Page extract:

It is highly unlikely that these changes would cause you problems.  However, 
to turn off scalar optimization you can type

  cf77 -Wf"-o noscalar" myprog.f

Turning off scalar optimization should not slow you down nearly as much
as turning off vectorization.


SLIDE 11) Run the program with run time checking


The compiler can check that arrays don't go out of bounds, that subroutines
are called with the right number and type of arguments, and that arrays
are used properly in FORTRAN 90 expressions.  To do all of these checks,
compile with a statement like this:

  cf77 -Wf"-Rabc" myprog.f

Then, when you run the program, you can expect to see diagnostics like this:
 
  lib-1950 a.out: WARNING 
    At line 14 in Fortran routine "TEST01", subscript value 11
    is out of bounds for array 'A'.

In order to do bounds checking, however, you must be sure that arrays
are declared with their true extent.  In a subroutine, it is common for
dummy argument arrays to be declared with size * or 1.  This will make
it impossible for the bounds checker to work properly.

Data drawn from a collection
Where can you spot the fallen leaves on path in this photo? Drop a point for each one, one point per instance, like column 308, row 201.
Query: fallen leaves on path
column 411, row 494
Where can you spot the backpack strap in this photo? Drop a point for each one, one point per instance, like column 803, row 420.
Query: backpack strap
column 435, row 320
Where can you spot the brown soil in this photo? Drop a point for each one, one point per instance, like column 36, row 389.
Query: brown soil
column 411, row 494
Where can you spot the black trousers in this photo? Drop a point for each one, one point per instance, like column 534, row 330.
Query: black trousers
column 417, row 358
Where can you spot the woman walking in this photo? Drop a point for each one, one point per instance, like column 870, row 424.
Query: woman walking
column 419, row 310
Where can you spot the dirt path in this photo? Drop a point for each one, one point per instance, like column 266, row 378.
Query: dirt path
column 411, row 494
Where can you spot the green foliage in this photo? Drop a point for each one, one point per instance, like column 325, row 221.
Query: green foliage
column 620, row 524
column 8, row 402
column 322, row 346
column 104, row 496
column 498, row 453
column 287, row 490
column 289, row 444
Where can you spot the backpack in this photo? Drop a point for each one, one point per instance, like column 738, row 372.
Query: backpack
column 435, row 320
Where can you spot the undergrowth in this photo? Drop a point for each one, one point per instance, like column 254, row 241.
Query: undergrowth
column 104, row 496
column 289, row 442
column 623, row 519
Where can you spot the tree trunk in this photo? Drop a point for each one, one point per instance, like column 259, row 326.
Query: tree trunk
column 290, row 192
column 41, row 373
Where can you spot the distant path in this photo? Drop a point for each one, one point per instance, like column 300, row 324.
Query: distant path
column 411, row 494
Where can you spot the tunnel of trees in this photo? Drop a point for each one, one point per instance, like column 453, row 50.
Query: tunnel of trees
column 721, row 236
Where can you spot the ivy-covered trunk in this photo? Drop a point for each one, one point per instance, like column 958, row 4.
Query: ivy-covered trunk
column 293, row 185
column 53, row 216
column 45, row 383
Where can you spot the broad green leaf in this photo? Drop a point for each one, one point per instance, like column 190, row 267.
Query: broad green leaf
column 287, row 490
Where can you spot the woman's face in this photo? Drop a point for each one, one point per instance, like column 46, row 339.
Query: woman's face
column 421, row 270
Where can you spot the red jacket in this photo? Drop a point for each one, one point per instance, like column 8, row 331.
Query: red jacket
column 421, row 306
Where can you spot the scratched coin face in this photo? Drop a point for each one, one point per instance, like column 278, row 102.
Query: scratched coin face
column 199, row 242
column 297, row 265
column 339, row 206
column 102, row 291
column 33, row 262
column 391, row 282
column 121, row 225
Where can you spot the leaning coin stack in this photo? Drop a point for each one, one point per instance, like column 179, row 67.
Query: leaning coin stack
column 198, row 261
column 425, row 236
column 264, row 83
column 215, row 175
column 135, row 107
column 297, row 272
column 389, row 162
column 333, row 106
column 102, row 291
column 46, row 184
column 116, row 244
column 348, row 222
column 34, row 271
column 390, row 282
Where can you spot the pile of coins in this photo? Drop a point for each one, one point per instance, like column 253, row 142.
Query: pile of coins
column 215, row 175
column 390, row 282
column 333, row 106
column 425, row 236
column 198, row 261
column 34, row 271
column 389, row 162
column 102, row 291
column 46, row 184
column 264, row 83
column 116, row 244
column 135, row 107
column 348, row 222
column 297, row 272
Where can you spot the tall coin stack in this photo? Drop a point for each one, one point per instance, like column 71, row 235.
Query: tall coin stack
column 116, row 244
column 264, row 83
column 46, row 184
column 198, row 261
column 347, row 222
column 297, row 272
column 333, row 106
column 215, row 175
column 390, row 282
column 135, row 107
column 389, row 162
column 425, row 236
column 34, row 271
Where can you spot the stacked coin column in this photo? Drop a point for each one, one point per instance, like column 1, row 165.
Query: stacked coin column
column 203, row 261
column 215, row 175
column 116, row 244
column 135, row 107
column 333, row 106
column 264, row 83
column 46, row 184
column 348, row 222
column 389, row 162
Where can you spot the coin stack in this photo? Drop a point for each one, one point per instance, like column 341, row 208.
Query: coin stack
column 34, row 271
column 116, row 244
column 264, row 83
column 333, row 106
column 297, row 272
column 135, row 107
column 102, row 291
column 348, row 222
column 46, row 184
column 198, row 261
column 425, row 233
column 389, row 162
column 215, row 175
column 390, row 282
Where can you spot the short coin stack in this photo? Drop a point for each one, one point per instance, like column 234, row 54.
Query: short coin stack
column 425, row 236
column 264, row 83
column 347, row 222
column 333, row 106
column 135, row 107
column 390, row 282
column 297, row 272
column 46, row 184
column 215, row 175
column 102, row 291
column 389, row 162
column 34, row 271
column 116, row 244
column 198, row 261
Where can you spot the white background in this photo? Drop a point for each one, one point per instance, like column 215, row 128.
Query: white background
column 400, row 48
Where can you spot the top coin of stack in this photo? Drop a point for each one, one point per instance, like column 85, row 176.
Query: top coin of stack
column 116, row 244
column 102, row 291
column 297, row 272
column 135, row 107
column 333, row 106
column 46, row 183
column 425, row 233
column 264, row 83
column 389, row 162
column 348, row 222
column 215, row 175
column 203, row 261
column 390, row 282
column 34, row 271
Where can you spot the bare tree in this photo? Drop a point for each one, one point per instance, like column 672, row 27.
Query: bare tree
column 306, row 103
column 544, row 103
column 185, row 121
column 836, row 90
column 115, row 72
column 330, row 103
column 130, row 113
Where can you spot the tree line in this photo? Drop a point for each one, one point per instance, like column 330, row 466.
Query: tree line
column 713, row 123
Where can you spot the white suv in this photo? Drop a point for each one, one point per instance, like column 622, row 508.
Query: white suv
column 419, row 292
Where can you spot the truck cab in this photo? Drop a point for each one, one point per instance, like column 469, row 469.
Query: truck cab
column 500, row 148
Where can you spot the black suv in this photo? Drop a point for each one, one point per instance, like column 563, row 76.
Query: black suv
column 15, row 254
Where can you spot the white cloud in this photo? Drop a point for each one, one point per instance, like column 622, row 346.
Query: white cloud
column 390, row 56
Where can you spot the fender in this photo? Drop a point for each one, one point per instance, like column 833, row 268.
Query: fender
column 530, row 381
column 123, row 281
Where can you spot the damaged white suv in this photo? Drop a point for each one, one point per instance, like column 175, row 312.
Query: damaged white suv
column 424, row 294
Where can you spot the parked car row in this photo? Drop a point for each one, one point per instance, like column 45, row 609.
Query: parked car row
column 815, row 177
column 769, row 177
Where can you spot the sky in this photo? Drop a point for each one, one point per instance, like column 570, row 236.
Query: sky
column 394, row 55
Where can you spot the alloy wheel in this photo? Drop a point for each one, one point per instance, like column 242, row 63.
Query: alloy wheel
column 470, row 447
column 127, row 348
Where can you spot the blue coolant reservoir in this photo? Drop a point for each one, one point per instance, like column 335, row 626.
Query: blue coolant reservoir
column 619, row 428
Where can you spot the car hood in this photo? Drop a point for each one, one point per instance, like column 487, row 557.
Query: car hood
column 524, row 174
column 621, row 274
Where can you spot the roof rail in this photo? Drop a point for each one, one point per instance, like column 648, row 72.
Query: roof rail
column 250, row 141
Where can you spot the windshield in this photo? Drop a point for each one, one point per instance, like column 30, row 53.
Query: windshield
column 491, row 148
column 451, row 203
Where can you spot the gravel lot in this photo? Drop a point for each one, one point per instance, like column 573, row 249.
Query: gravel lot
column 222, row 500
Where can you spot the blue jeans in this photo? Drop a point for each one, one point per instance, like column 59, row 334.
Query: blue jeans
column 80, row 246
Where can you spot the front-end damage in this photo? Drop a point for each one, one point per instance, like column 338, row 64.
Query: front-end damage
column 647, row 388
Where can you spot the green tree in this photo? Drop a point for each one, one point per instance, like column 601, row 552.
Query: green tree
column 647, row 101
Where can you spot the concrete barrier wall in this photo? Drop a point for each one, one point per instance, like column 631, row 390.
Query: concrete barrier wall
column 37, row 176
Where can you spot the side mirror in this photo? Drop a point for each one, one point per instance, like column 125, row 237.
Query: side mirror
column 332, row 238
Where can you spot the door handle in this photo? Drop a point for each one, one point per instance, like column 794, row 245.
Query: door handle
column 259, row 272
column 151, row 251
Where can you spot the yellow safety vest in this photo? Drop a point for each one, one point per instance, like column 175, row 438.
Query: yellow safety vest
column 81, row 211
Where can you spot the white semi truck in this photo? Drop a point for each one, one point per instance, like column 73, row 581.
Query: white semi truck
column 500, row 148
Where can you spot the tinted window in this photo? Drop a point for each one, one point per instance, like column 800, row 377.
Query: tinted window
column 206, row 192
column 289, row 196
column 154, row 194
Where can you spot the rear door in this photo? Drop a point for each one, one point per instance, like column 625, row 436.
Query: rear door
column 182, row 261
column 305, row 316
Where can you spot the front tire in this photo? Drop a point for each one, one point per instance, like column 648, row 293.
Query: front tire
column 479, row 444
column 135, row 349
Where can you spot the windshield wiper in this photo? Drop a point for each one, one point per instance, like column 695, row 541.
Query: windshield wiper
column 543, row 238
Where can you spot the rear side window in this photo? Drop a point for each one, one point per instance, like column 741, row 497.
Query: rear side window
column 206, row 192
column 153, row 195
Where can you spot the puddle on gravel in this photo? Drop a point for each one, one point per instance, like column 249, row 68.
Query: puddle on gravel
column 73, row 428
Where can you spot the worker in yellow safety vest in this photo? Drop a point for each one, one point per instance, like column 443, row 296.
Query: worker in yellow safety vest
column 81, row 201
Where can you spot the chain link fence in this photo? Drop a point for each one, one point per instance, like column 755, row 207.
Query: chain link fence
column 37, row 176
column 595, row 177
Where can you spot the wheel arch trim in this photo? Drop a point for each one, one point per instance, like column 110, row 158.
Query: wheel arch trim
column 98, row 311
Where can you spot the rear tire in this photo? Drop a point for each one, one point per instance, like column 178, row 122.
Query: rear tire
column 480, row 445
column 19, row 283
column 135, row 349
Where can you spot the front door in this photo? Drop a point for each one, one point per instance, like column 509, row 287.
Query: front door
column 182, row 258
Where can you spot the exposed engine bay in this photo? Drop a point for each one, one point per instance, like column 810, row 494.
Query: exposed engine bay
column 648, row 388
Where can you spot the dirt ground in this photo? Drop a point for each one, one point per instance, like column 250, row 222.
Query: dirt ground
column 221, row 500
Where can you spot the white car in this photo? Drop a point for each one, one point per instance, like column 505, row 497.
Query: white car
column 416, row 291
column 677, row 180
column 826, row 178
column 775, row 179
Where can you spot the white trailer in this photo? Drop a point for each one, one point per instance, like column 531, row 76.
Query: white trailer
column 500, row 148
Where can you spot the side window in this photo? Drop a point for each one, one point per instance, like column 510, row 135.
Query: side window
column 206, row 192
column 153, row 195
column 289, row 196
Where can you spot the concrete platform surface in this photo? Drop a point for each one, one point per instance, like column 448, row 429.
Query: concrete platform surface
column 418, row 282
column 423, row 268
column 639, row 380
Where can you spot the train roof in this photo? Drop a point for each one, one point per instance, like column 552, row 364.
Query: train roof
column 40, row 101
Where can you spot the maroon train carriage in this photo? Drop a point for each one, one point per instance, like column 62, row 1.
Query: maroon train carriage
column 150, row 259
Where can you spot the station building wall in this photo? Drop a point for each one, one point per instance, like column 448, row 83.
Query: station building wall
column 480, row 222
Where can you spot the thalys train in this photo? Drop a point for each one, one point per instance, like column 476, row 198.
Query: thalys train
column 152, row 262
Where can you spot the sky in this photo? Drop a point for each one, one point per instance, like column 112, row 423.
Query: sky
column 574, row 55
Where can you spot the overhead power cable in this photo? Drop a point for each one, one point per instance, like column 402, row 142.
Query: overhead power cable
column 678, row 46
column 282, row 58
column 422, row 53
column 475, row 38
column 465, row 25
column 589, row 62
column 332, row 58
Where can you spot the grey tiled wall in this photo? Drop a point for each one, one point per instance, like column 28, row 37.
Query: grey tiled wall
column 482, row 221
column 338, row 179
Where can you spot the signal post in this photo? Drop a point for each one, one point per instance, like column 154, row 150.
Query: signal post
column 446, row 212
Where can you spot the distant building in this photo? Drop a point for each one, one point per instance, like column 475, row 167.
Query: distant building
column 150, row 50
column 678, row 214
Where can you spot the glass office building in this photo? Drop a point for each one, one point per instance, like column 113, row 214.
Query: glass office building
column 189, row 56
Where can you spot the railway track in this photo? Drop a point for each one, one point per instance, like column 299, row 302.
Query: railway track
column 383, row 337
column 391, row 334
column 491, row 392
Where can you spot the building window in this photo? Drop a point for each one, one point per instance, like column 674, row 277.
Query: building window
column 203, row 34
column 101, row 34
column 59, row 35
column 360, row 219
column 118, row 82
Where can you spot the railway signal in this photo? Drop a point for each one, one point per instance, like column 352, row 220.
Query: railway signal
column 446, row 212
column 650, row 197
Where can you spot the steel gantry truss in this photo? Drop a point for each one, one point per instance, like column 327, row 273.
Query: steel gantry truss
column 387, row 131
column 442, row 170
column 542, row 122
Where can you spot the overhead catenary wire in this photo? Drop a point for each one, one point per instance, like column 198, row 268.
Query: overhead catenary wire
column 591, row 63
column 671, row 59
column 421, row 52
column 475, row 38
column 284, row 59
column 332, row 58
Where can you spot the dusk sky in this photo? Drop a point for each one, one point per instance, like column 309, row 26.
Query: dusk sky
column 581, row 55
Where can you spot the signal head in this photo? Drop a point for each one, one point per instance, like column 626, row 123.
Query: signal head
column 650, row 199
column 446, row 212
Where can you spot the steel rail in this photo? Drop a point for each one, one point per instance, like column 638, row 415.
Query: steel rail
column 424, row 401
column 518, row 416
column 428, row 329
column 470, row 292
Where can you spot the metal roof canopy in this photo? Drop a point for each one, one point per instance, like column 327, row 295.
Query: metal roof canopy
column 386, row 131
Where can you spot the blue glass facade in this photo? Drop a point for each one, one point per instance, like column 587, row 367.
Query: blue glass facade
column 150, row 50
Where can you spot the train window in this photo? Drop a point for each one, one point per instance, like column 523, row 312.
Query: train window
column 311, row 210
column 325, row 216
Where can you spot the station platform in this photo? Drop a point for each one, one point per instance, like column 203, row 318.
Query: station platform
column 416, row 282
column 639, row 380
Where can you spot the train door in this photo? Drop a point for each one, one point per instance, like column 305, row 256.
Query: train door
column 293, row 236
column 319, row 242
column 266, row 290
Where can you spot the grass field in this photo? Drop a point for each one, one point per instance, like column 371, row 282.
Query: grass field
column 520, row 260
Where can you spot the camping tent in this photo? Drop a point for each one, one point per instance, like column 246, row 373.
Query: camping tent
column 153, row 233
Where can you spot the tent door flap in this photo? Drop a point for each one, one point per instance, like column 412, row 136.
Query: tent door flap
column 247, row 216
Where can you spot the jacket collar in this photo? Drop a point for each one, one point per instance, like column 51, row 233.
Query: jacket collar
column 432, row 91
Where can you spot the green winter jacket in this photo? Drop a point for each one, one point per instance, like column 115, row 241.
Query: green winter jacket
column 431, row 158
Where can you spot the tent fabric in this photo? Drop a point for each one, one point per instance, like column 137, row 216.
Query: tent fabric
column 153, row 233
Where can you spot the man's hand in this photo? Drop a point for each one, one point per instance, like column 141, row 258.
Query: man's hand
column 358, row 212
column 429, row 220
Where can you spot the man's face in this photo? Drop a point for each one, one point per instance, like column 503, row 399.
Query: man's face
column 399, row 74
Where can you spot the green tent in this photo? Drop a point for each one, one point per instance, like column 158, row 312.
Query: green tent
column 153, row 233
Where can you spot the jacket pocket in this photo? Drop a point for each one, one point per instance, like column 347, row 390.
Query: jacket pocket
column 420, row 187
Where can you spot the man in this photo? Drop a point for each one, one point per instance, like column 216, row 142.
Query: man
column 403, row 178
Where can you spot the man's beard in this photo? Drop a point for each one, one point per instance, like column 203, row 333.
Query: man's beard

Problems and tasks:
• a. According to the Fortran compiler notes above the rows, which checks can the compiler perform at run time? List each one.
• b. From the Fortran compiler notes above the rows, reproduce the passage that begins with the words containing "Then, when you" and ends with "to work properly.".

Task-by-task results:
• a.
- Arrays don't go out of bounds.
- Subroutines are called with the right number and type of arguments.
- Arrays are used properly in FORTRAN 90 expressions.

• b.
Then, when you run the program, you can expect to see diagnostics like this:
 
  lib-1950 a.out: WARNING 
    At line 14 in Fortran routine "TEST01", subscript value 11
    is out of bounds for array 'A'.

In order to do bounds checking, however, you must be sure that arrays
are declared with their true extent.  In a subroutine, it is common for
dummy argument arrays to be declared with size * or 1.  This will make
it impossible for the bounds checker to work properly.